> Data in this exercise:
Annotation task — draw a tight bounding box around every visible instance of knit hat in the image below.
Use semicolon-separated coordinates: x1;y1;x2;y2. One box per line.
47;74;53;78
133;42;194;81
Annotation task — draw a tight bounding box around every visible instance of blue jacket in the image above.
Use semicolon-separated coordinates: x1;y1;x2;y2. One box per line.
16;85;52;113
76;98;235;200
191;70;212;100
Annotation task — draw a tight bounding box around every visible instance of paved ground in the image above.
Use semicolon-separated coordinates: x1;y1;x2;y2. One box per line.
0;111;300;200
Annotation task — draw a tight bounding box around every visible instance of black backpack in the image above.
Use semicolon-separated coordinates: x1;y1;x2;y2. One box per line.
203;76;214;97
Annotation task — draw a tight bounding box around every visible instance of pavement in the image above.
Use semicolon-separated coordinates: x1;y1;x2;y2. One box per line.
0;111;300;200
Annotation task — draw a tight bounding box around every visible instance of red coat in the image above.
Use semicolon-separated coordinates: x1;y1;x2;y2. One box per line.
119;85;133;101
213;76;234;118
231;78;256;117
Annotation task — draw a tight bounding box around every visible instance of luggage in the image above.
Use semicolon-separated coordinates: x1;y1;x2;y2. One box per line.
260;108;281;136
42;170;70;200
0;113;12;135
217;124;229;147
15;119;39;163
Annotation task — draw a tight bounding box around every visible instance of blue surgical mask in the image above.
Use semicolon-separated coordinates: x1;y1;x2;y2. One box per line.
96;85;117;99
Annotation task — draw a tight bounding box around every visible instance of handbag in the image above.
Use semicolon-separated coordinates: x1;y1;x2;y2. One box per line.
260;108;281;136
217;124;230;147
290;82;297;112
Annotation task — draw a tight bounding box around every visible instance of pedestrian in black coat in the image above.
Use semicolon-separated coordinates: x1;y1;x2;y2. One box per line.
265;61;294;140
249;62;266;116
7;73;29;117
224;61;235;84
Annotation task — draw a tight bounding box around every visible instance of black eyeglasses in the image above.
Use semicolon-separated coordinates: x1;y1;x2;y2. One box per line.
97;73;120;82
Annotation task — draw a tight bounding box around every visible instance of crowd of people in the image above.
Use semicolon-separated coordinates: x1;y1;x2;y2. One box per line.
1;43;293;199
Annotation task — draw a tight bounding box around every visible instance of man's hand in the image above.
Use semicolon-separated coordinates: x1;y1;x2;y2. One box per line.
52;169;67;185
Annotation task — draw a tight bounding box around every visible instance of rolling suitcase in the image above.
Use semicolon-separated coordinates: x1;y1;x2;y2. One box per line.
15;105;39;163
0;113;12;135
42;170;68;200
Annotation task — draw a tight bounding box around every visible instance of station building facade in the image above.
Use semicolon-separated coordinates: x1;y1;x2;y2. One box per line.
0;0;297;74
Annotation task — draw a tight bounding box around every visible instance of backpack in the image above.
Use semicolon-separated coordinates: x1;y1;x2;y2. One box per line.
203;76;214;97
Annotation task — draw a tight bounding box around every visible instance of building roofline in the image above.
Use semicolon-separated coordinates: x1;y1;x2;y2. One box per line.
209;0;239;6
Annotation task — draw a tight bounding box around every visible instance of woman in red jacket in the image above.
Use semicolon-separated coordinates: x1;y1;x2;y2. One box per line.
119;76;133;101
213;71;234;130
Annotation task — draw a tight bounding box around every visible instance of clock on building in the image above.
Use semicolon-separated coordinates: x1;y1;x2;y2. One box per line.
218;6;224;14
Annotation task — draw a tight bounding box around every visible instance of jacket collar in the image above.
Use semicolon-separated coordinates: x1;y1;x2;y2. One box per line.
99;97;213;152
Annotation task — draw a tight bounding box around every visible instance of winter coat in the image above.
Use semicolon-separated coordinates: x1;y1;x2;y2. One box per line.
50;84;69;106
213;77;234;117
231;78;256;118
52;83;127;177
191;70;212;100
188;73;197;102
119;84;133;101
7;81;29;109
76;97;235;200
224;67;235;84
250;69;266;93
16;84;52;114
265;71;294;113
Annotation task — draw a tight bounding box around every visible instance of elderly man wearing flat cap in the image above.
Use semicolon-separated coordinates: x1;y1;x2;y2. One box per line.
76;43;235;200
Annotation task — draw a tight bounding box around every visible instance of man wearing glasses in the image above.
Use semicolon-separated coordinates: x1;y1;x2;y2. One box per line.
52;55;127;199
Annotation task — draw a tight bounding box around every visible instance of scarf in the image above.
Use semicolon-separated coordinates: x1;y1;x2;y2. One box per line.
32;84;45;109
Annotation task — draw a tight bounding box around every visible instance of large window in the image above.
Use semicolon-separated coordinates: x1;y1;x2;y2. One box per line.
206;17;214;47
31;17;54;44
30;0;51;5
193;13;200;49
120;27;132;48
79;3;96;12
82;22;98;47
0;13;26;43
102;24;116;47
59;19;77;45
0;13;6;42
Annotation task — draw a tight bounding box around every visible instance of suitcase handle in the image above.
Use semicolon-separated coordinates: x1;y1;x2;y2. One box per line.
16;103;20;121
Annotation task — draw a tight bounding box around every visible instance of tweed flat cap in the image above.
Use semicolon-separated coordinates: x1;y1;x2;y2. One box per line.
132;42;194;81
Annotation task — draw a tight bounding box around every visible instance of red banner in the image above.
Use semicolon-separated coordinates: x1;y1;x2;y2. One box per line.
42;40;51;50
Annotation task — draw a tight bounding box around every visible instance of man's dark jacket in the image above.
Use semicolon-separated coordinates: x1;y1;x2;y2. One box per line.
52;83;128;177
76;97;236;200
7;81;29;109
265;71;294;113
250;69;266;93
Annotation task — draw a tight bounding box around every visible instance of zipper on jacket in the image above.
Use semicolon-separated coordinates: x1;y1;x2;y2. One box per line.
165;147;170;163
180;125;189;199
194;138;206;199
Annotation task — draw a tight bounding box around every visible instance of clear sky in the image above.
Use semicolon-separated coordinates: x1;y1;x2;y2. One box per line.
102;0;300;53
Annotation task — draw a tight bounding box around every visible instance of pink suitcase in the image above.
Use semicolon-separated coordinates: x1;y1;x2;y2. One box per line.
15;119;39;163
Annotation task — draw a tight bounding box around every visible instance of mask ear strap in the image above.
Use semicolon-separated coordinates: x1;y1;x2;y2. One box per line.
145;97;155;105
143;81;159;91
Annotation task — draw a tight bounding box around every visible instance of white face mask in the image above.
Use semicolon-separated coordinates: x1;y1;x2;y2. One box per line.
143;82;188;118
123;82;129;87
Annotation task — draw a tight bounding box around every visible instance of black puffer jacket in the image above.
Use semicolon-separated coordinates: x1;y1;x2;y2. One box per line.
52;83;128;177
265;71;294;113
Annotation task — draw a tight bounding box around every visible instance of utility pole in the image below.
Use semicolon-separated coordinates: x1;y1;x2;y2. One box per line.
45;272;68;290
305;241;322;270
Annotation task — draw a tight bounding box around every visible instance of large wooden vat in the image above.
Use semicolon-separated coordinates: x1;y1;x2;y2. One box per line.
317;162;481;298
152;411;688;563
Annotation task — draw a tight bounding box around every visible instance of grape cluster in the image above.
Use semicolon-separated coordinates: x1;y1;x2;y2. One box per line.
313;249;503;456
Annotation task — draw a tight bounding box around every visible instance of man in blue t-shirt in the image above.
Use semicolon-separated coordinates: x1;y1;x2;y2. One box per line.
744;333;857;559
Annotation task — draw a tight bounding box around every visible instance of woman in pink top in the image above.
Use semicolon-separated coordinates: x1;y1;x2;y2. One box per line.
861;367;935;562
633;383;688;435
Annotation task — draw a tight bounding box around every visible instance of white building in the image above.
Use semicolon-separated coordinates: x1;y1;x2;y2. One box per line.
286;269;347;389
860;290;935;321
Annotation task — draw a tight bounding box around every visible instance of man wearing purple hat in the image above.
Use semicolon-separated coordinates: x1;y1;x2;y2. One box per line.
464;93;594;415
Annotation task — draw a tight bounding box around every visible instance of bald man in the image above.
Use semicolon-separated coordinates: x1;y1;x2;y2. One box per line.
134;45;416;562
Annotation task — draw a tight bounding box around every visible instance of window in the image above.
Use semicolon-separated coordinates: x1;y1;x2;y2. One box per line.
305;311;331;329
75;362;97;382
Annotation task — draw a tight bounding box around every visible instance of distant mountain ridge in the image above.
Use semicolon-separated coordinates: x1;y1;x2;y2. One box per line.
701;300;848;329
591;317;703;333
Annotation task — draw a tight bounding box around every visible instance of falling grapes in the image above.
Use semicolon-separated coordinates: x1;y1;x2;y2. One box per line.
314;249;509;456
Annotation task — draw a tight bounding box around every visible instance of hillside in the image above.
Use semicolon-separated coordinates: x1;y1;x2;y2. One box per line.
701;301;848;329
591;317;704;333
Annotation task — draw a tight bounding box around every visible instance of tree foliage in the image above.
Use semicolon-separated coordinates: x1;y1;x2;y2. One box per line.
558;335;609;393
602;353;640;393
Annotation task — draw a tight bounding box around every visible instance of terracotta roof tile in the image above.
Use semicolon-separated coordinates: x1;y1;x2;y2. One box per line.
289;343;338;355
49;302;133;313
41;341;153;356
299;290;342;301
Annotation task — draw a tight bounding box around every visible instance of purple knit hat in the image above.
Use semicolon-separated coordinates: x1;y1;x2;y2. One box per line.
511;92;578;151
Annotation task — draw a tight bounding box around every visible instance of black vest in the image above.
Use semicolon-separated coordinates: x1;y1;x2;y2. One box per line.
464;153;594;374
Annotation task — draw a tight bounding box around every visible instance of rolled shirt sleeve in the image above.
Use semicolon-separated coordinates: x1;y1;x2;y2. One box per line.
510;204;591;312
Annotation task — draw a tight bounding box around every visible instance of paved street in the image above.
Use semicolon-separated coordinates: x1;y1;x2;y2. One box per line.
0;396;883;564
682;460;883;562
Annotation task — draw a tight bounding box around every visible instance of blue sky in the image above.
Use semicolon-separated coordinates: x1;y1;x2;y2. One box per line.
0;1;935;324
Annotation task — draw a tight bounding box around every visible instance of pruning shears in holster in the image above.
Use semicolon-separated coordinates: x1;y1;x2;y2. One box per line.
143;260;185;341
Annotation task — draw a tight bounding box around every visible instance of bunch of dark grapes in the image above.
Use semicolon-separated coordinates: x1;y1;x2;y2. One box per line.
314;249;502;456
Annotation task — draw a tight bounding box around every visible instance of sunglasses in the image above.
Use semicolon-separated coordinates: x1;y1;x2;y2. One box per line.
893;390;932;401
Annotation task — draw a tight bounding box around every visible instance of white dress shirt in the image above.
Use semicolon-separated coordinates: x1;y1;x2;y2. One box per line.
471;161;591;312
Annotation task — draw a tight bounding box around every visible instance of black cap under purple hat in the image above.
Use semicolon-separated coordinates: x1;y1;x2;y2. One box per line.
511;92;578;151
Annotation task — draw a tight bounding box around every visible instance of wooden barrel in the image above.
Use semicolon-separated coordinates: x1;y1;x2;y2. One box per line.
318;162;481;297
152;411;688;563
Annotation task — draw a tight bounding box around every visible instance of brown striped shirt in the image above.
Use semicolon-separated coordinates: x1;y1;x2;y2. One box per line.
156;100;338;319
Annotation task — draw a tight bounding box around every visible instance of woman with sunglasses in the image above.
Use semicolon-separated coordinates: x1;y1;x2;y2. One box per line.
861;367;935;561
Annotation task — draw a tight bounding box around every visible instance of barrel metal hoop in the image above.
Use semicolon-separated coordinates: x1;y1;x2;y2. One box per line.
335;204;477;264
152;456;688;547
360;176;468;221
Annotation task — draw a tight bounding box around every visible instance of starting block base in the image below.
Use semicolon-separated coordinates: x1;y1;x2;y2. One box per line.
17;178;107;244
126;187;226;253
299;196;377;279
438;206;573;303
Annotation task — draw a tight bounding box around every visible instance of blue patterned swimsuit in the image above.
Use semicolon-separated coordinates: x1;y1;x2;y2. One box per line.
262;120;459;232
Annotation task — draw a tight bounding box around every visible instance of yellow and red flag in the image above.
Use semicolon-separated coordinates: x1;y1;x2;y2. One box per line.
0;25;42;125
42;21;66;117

> Directions: Write out, as a numbered list, every line of the rows from the one containing "ridge in the image above." down to the one containing "602;353;640;393", both included and blank lines omitted.

> Task result:
1. Annotation task — draw a tight bounding box around every visible instance of distant mountain ridge in the image above.
2. Use semicolon-separated coordinates: x1;y1;x2;y2. One box per line.
3. 701;300;848;329
4. 591;317;703;333
5. Annotation task — draw a tight bounding box around every visible instance of falling grapes in the image above.
6. Use semicolon-separated coordinates: x1;y1;x2;y2. One box per line.
7. 314;249;509;456
8. Annotation task — draw a tight bounding box around every visible instance of hillside in the image above.
9. Use semicolon-separated coordinates: x1;y1;x2;y2. One box per line.
10. 701;301;848;329
11. 591;317;704;333
12. Annotation task — draw a tight bounding box around every visible instance of tree foliage in the image above.
13. Use semicolon-separated coordinates: x1;y1;x2;y2. One box per line.
14. 558;335;609;393
15. 602;353;640;393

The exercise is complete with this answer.